→ **WHAT TO WORK ON**: Any image in the records is to be skipped; everything else should be reproduced exactly.

→ **RECORDED DATA**:

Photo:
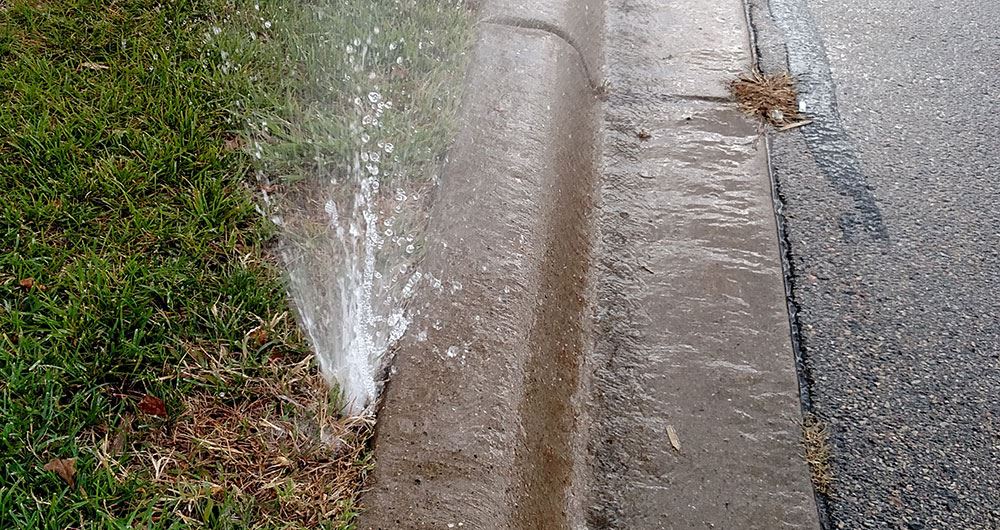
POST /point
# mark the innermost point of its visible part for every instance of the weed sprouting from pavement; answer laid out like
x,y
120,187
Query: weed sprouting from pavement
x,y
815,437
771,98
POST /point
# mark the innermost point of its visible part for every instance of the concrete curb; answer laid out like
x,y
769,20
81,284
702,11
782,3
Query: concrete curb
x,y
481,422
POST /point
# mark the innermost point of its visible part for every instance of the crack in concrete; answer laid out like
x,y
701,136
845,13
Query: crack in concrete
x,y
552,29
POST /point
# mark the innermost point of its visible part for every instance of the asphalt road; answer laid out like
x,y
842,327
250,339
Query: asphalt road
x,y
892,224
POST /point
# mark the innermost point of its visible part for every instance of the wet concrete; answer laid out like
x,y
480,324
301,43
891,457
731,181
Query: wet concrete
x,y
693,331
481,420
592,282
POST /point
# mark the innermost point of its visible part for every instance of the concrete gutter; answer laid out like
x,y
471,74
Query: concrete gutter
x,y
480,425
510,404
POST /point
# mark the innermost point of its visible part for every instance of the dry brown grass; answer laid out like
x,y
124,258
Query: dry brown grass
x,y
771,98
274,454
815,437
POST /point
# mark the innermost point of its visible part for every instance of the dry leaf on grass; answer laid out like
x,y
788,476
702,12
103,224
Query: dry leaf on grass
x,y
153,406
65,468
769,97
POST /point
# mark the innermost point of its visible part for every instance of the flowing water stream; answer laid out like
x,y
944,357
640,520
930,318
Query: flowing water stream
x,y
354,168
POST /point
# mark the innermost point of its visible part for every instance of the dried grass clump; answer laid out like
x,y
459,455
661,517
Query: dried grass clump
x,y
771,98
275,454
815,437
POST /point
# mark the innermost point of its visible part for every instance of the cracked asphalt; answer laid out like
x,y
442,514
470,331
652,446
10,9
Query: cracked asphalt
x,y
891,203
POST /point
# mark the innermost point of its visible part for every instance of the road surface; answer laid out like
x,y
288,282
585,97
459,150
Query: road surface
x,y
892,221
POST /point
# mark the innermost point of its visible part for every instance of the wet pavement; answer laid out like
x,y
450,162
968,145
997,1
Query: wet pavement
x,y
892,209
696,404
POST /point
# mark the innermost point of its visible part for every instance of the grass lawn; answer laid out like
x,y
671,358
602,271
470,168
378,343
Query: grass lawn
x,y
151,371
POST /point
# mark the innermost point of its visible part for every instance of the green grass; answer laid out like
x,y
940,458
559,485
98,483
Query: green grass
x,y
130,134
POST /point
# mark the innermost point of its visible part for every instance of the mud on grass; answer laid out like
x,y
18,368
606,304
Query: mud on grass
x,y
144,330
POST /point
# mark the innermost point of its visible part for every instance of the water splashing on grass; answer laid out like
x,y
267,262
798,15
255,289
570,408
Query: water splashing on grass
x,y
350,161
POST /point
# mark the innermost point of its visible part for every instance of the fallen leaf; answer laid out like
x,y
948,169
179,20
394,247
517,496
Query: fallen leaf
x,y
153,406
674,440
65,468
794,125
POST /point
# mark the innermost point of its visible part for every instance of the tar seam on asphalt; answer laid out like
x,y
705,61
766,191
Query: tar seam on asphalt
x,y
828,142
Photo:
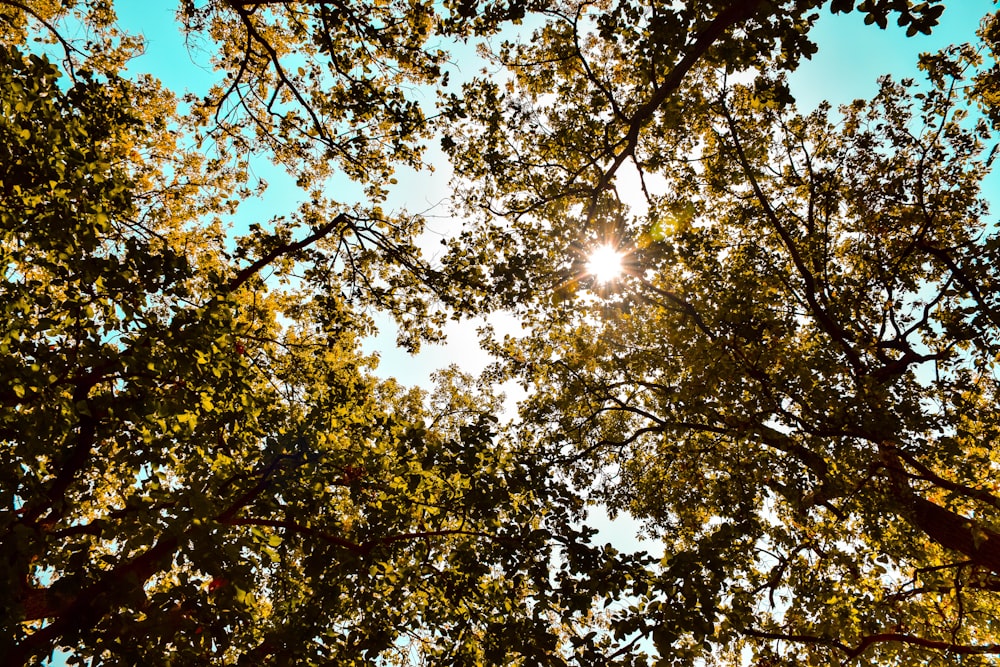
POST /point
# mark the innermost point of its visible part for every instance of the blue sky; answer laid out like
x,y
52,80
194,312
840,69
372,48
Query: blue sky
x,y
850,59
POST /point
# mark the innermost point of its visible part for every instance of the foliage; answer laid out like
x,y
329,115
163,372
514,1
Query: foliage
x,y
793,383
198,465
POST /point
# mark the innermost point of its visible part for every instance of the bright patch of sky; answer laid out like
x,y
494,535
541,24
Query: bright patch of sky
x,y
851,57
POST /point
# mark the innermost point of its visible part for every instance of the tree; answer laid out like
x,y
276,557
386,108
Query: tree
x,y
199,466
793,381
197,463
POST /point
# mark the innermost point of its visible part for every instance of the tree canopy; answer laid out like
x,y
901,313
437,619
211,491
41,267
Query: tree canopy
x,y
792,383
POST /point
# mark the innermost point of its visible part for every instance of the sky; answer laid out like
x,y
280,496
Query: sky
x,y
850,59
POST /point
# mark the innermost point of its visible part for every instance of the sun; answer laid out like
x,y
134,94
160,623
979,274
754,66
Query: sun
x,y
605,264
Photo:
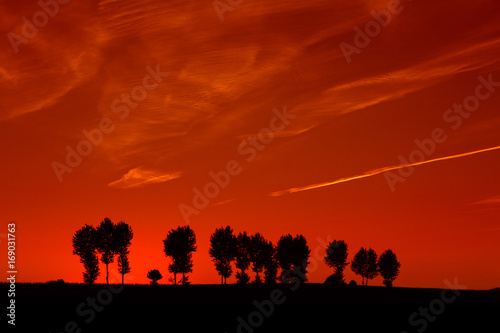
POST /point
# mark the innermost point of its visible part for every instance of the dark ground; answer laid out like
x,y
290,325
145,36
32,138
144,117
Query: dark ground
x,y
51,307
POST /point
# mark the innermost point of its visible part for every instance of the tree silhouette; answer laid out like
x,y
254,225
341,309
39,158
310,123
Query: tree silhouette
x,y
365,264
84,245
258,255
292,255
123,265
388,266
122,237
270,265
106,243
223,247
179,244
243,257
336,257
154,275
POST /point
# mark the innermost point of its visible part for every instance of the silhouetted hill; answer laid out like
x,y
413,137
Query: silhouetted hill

→ **EXERCISE ANSWER**:
Photo:
POST /point
# mark the innermost point of its visible part for every instance of the weed sprouting from pavement; answer laid out like
x,y
120,187
Query: weed sprouting from pavement
x,y
815,437
771,98
POST /point
# mark the innermost point of its visible part for every instance of the concrete curb; answer laid out like
x,y
769,20
81,284
702,11
782,3
Query: concrete curb
x,y
481,422
POST /point
# mark the innermost point of its visible part for every instance of the crack in concrete; answer laid out like
x,y
701,136
845,13
Query: crack in concrete
x,y
552,29
POST /point
# mark the innermost point of its visible part for every instance of the asphalt road; answer laid out like
x,y
842,327
250,339
Query: asphalt road
x,y
892,224
POST /point
# mark the innermost point of its visible part for every instance of the wet concrete; answer laid out like
x,y
480,324
301,43
891,457
731,181
Query: wet concrete
x,y
693,331
481,420
592,282
POST /point
# mark the innermost point of its visible part for every instance of the concrete gutter; answer laid out like
x,y
471,74
Query: concrete gutter
x,y
480,425
510,404
POST /point
# mark the innermost point of its visible part for every instance of the dry brown grass; answer laid out like
x,y
124,258
Query: dry brown grass
x,y
771,98
274,454
815,437
POST /point
# mark the innermost point of its visible part for every instance of the dry leaf on grass; answer laid out like
x,y
788,476
702,12
103,224
Query: dry leaf on grass
x,y
153,406
65,468
769,97
POST /point
# mark the innermost point of its visible part for every instance of the flowing water stream; answer laid out like
x,y
944,357
640,520
930,318
Query: flowing water stream
x,y
354,168
POST /point
# mark the innermost point of its visible part for every instance of the dried grass clump; answer laid out like
x,y
459,455
661,517
Query: dried grass clump
x,y
771,98
275,454
815,437
POST /point
# mark the innermost point of its visible part for every instance of the cracked asphalt; answer laid out like
x,y
442,514
470,331
652,446
10,9
Query: cracked asphalt
x,y
891,203
POST /point
# mark the innermost point of its visible part for every instance of the road surface; answer laid out like
x,y
288,282
585,97
459,150
Query: road surface
x,y
892,221
POST /point
# mark the innermost point of its visible part for every instance of the wet pavement; answer laid out like
x,y
450,162
968,145
997,1
Query: wet pavement
x,y
892,209
696,404
POST /point
# mark the innermost point of its visible part for every instance of the grass lawn; answer laid out like
x,y
671,358
602,271
470,168
378,343
Query: grass lawn
x,y
151,371
POST /point
# mark the innermost point of its visible part for every instance of the green grass; answer laid out like
x,y
940,458
559,485
98,483
Query: green grass
x,y
130,134
POST /point
# mark the innermost point of its visible part for every instance of the mud on grass; answer laid out like
x,y
18,368
606,304
Query: mud on grass
x,y
144,330
POST /point
# mark the innermost point of its visible part for every instance of the water splashing on grass; answer laid out like
x,y
267,262
798,15
255,289
570,408
Query: water splashing on grass
x,y
350,161
POST /point
# mark the innermost point of its visible part for every instance of the fallen leaf; answer laid out like
x,y
948,169
179,20
394,247
517,496
Query: fallen leaf
x,y
153,406
674,440
65,468
794,125
POST /point
# mark the innermost point of its visible part for every instance of the tar seam on asphalt; answer laid out like
x,y
705,61
766,191
Query: tar seam on asphalt
x,y
828,142
Photo:
POST /point
# mark the innermost point of its visible part for every instance of the blue sky; answer laid out like
x,y
52,80
194,312
840,69
372,48
Query: blue sky
x,y
850,59
POST /point
# mark the innermost point of its visible part for every instance of the foliage; answer laid out like
x,y
329,115
163,372
514,1
Query: foliage
x,y
793,383
198,465
POST /point
# mark the innermost point of its visible part for every instance of the bright patch of sky; answer laid out like
x,y
494,535
541,24
Query: bright patch of sky
x,y
851,57
POST /point
# mark the innermost point of its visible part for every instance of the tree; answer laid out like
x,y
276,557
386,108
Query: tree
x,y
199,466
793,381
197,463
POST /point
# mark the innermost point of its visible part for every instance of the tree canopy; answer laid out like
x,y
901,313
437,619
211,491
41,267
Query: tree canopy
x,y
792,383
POST /point
# mark the innermost point of its visible part for every instance of the sky; answer laid out like
x,y
280,496
Query: sky
x,y
850,59
POST /point
# mark the innermost point of its visible part for every instance of the sun; answer laid out like
x,y
134,94
160,623
979,274
754,66
Query: sun
x,y
605,264
Photo:
POST /point
# mark the innermost point of its visible part for every instance of the dark ground; answer laid out like
x,y
290,325
145,36
32,138
144,117
Query: dark ground
x,y
51,307
POST /point
# mark the innermost point of its visible part for every instance of the tree silhouette; answer laid out like
x,y
254,225
341,309
39,158
310,123
Query: tree silhouette
x,y
365,264
84,245
258,255
292,255
123,265
388,266
122,237
270,265
106,243
223,247
179,244
243,257
336,257
154,275
POST /point
# mark the innermost point of its visible part for every instance of the silhouetted hill; answer laid out like
x,y
413,137
Query: silhouetted hill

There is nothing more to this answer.